Parts of the exercise »
(a) Answer these about the Mark 6 post, one line each:
(i) To what place did Jesus send his disciples ahead of him?
(ii) Why were the disciples straining at the oars?
(iii) What did the disciples think Jesus was when they saw him walking on the lake?
(b) In the Mark 6 post, reproduce word for word the stretch from "Later that night, the" through "and were terrified.".

Article »
##############################
Tag Archives: disciple

The Humiliation of Getting into a Boat

This passage from Mark 6 demonstrates the everyday mundane but also the awesomely sublime qualities of Jesus’ love:

Immediately Jesus made his disciples get into the boat and go on ahead of him to Bethsaida, while he dismissed the crowd.  After leaving them, he went up on a mountainside to pray.

Later that night, the boat was in the middle of the lake, and he was alone on land.  He saw the disciples straining at the oars, because the wind was against them. Shortly before dawn he went out to them, walking on the lake. He was about to pass by them,  but when they saw him walking on the lake, they thought he was a ghost. They cried out,  because they all saw him and were terrified.

Immediately he spoke to them and said, “Take courage! It is I. Don’t be afraid.”  Then he climbed into the boat with them, and the wind died down. They were completely amazed,  for they had not understood about the loaves; their hearts were hardened. ~ Mark 6

There are many remarkable things about this account.  But I am struck by this: why didn’t he keep walking and meet them on the other side? Jesus, walking across the sea as though about to pass them, gets into the boat with his disciples.
##############################
Collected material »

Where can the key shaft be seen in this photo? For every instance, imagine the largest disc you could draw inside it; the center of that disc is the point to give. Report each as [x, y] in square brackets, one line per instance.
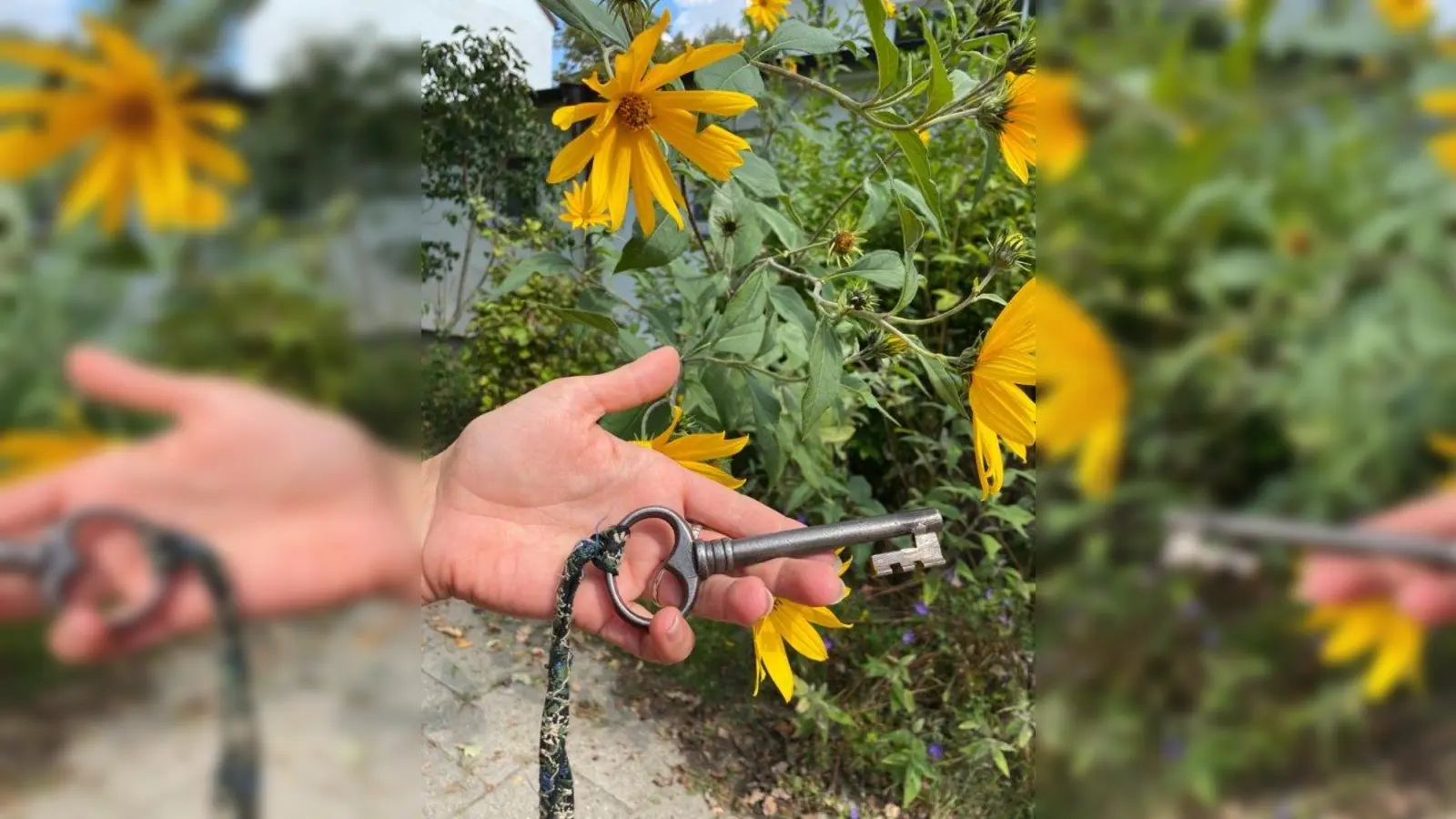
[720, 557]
##############################
Answers in order »
(a)
(i) Bethsaida
(ii) The wind was against them.
(iii) A ghost

(b)
Later that night, the boat was in the middle of the lake, and he was alone on land.  He saw the disciples straining at the oars, because the wind was against them. Shortly before dawn he went out to them, walking on the lake. He was about to pass by them,  but when they saw him walking on the lake, they thought he was a ghost. They cried out,  because they all saw him and were terrified.